WHAT YOU HAVE TO DO →
Copy out each line of the material that includes the word "header".

^^^^^^^^

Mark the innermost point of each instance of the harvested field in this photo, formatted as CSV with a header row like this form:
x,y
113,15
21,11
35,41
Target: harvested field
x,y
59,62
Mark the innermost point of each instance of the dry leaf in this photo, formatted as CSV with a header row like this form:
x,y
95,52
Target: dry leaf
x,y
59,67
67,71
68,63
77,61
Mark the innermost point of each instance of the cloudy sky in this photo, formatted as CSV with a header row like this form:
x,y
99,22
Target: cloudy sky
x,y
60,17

^^^^^^^^

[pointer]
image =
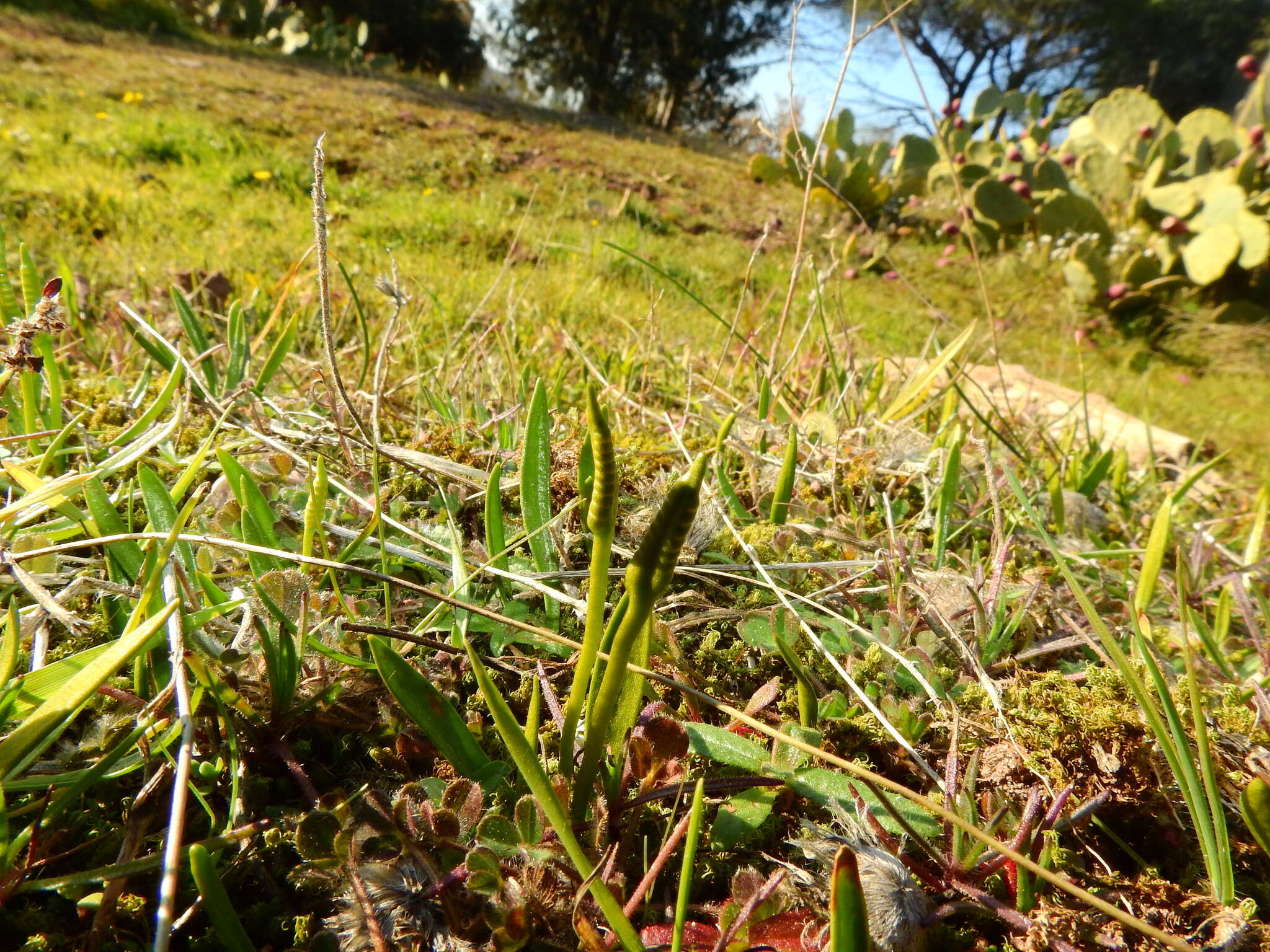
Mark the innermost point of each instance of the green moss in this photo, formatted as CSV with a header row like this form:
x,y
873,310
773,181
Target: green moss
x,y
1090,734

^^^^^^^^

SOLUTION FOR THIS TASK →
Mark the innermost point of each instance of the harvested field in this photo, formatted as CSV with a header row like this form:
Mark the innermost point of each instance of the dry leaf in this photo, formatted as CSV with a header row like this form:
Mark the innermost point of each instance of the cloudy sky in this photo, formatted as CSV with a header row like this form:
Mark the innermost point of each instance of the green moss in this photo, formatted as CSV with a header row like this form:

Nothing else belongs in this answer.